### Problèmes à résoudre
**a.** Répondez aux questions suivantes sur l'extrait consacré aux Little Blue Books :
(i) De quelle lettre est tirée l'épigraphe du livre de Goulven Le Brech ?
(ii) En quelle année et dans quelle ville Emanuel Haldeman-Julius est-il né ?
(iii) En combien de Little Blue Books et en quelle année La jungle fut-elle éditée ?
**b.** Prolongez le texte sur les Little Blue Books à partir de sa dernière phrase.

───── Extrait du document

C’est une aventure éditoriale méconnue que rappelle Goulven Le Brech. Elle démarra au fin fond du Kansas, avec la promotion de livres « à deux balles » (Kenneth C. Davis) : les Little Blue Books. C’est ainsi que son initiateur, Emanuel Haldeman-Julius, propagea dans la première moitié du XXe siècle ses idéaux d’émancipation et de lutte contre l’obscurantisme religieux, devenant le « Henry Ford » de l’édition – avant d’être victime du très réactionnaire et puissant patron du FBI, John Edgar Hoover.
Le livre de Goulven Le Brech, qui bénéficie d’une édition soignée et élégamment illustrée comme toujours avec L’Échappée, commence par cette épigraphe tirée d’une lettre de Voltaire à d’Alembert : « Jamais vingt volumes in-folio ne feront de révolution ; ce sont les petits livres portatifs à trente sous qui sont à craindre. Si l’Évangile avait coûté douze cents sesterces, jamais la religion chrétienne ne se serait établie. » À bon entendeur salut, car il y a de fortes chances qu’Emanuel Haldeman-Julius, qui édita Voltaire, ait laissé passer semblable réflexion.
Fils d’un relieur érudit qui avait fui les pogromes d’Odessa et émigré aux États-Unis, cet homme naquit en 1889 à Philadelphie dans l’odeur de la colle et l’amour des livres transmis par son père. Il quitte très jeune l’école et Philadelphie pour New York, y côtoie des immigrants du vieux continent, s’intéresse aux questions sociales. Il lit Marx, Engels et Jaurès, rencontre l’anarchiste Emma Goldman et se met à écrire pour des revues socialistes de New York des textes qu’il rassemblera plus tard dans un Little Blue Book de sa collection du même nom. Il est résolument athée et conçoit les religions comme nuisibles et fausses. Lié à Jack London, qu’il admire et critique pour son goût du faste et de l’argent, Haldeman-Julius publiera nombre de ses nouvelles. À travers les Little Blue Books, c’est toute une traversée de l’Amérique à partir de ses écrivains dotés d’une sensibilité à la question sociale qu’on effectue, des écrivains généralement trop peu connus en France, ainsi l’avocat Clarence Darrow (1857-1938) ou encore le syndicaliste des chemins de fer Eugene Victor Debs (1855-1926). Upton Sinclair l’est davantage. La jungle, son célèbre livre qui dénonça les atroces conditions de travail dans les abattoirs de Chicago, fut édité dans une série de six Little Blue Books en 1924.

──────────
───── Données extraites

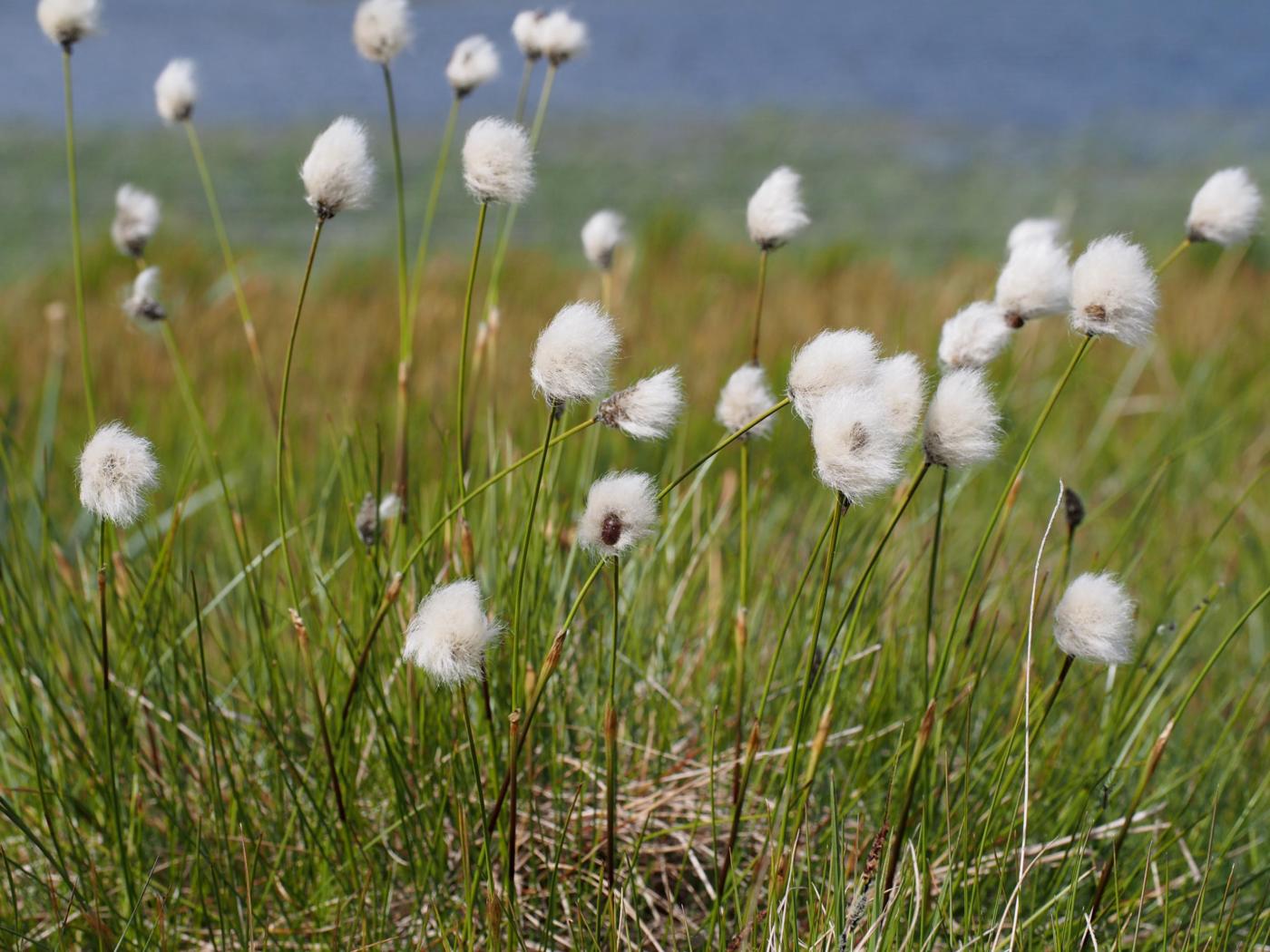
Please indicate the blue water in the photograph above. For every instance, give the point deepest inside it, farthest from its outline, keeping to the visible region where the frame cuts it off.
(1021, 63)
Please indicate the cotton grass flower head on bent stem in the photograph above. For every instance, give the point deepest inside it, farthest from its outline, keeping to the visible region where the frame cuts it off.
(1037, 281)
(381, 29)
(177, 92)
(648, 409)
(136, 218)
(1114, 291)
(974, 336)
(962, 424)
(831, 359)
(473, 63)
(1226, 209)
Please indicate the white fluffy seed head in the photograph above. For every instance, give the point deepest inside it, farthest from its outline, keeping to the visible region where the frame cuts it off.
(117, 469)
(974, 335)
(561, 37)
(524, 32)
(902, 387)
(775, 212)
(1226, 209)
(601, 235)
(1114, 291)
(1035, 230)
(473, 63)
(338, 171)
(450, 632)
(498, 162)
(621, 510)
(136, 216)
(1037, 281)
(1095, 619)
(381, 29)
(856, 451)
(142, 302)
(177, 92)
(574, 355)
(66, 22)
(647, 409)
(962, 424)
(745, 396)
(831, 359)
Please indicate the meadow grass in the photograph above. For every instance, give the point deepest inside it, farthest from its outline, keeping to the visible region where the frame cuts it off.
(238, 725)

──────────

### Résultats des exercices
**a.**
(i) D'une lettre de Voltaire à d'Alembert.
(ii) En 1889, à Philadelphie.
(iii) En six Little Blue Books, en 1924.

**b.**
En 1915, Haldeman-Julius s’était vu proposer le poste de codirecteur d’un journal socialiste qui se trouvait à Girard, une petite localité au sud de Kansas City et lieu de l’industrie minière du charbon et de l’agriculture. C’est donc du morne Middle West qu’il allait prendre son envol comme éditeur, avec son épouse, Marcet, à qui l’on doit, en 1927, l’un des fleurons des Little Blue Books, « The Story of a Lynching. An Exploration of Southern Psychology » dans lequel est relaté le lynchage de 245 hommes et femmes noires en 26 ans dans le seul État de l’Arkansas.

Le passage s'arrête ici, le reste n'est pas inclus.